-- Start of Data provided --

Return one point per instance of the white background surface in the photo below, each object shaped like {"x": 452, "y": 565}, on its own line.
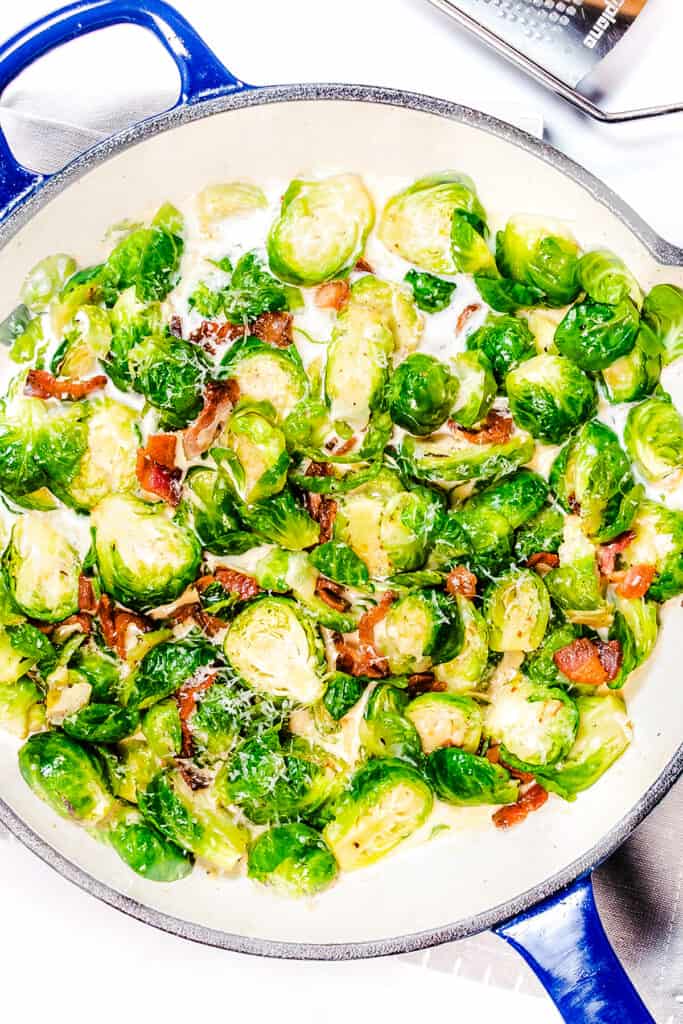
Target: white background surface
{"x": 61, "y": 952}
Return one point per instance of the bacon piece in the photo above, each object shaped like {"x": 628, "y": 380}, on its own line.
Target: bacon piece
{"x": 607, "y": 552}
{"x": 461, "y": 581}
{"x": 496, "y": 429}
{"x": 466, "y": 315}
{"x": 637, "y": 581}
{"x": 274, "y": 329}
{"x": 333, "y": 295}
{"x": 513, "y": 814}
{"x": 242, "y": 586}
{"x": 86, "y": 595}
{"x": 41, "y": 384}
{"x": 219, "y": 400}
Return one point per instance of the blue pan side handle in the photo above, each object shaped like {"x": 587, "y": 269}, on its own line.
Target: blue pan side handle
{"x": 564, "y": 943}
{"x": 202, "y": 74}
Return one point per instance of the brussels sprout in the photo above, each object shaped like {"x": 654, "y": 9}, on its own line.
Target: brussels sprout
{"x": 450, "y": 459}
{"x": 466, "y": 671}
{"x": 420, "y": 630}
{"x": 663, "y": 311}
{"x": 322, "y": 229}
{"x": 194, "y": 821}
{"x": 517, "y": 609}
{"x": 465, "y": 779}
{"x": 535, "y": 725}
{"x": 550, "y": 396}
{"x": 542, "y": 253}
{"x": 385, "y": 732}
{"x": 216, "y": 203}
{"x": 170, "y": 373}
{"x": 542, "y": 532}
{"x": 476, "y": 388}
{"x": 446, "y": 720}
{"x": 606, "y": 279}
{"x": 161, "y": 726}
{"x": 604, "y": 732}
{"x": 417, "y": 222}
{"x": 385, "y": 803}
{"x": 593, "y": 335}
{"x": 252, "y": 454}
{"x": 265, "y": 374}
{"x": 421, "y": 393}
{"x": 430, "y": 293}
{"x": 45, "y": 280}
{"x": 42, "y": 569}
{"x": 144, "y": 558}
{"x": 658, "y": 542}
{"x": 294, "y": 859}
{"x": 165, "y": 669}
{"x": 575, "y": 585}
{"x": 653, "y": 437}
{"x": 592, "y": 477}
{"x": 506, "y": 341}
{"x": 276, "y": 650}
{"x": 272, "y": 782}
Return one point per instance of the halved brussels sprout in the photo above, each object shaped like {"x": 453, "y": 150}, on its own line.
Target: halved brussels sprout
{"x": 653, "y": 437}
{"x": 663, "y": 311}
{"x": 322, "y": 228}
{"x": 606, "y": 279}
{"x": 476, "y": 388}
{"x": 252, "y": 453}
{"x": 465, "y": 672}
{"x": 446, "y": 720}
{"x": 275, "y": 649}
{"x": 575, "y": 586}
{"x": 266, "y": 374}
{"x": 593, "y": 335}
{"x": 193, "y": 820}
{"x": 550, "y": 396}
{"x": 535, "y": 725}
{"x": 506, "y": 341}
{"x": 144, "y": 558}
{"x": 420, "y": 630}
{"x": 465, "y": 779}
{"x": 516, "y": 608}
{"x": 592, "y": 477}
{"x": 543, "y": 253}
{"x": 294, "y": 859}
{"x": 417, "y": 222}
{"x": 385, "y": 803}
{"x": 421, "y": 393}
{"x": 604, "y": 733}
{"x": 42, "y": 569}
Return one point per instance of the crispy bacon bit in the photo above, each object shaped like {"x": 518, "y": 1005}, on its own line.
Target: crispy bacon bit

-- End of Data provided --

Reproduce all of the material above line for line without changing anything, and leave the picture out of your copy.

Return one point per instance of the white background surface in the photo below, each object shaped like {"x": 452, "y": 565}, on its own line.
Target: white background surface
{"x": 61, "y": 952}
Return one point per instance of the bacon piece in the photo above, each object shaped like {"x": 628, "y": 380}, on its own line.
Target: bacon piece
{"x": 607, "y": 552}
{"x": 461, "y": 581}
{"x": 496, "y": 429}
{"x": 466, "y": 315}
{"x": 637, "y": 581}
{"x": 274, "y": 329}
{"x": 333, "y": 295}
{"x": 513, "y": 814}
{"x": 242, "y": 586}
{"x": 86, "y": 595}
{"x": 41, "y": 384}
{"x": 219, "y": 400}
Return one point per instance of the blue pan side handle in the photo above, each object shaped like {"x": 587, "y": 269}, on its own line.
Target: blue pan side handle
{"x": 564, "y": 943}
{"x": 202, "y": 74}
Return one point per instance of the brussels sprout in the photo above, each object shaped like {"x": 654, "y": 9}, on its own line.
Target: brussels sprout
{"x": 450, "y": 459}
{"x": 466, "y": 671}
{"x": 420, "y": 630}
{"x": 663, "y": 311}
{"x": 322, "y": 229}
{"x": 194, "y": 821}
{"x": 517, "y": 609}
{"x": 465, "y": 779}
{"x": 535, "y": 725}
{"x": 550, "y": 396}
{"x": 542, "y": 253}
{"x": 385, "y": 732}
{"x": 216, "y": 203}
{"x": 170, "y": 373}
{"x": 542, "y": 532}
{"x": 476, "y": 388}
{"x": 446, "y": 720}
{"x": 606, "y": 279}
{"x": 161, "y": 726}
{"x": 604, "y": 732}
{"x": 417, "y": 222}
{"x": 385, "y": 803}
{"x": 593, "y": 335}
{"x": 252, "y": 454}
{"x": 265, "y": 374}
{"x": 421, "y": 393}
{"x": 430, "y": 293}
{"x": 45, "y": 280}
{"x": 42, "y": 569}
{"x": 144, "y": 558}
{"x": 658, "y": 542}
{"x": 294, "y": 859}
{"x": 165, "y": 669}
{"x": 575, "y": 585}
{"x": 653, "y": 437}
{"x": 592, "y": 477}
{"x": 506, "y": 341}
{"x": 276, "y": 650}
{"x": 272, "y": 782}
Return one point per instance of the halved brussels sprout in the photo above, each object shaped like {"x": 453, "y": 150}, on its own line.
Target: halved brussels sprout
{"x": 653, "y": 437}
{"x": 663, "y": 311}
{"x": 322, "y": 228}
{"x": 606, "y": 279}
{"x": 476, "y": 388}
{"x": 252, "y": 453}
{"x": 465, "y": 672}
{"x": 446, "y": 720}
{"x": 275, "y": 649}
{"x": 575, "y": 586}
{"x": 266, "y": 374}
{"x": 593, "y": 335}
{"x": 193, "y": 820}
{"x": 550, "y": 396}
{"x": 535, "y": 725}
{"x": 506, "y": 341}
{"x": 144, "y": 558}
{"x": 420, "y": 630}
{"x": 465, "y": 779}
{"x": 516, "y": 608}
{"x": 592, "y": 477}
{"x": 543, "y": 253}
{"x": 294, "y": 859}
{"x": 417, "y": 222}
{"x": 385, "y": 803}
{"x": 421, "y": 393}
{"x": 604, "y": 733}
{"x": 42, "y": 569}
Return one point per instance of the crispy bacon bit in the photo above, each object shaped like {"x": 518, "y": 1005}, on its own line.
Target: crispy bacon bit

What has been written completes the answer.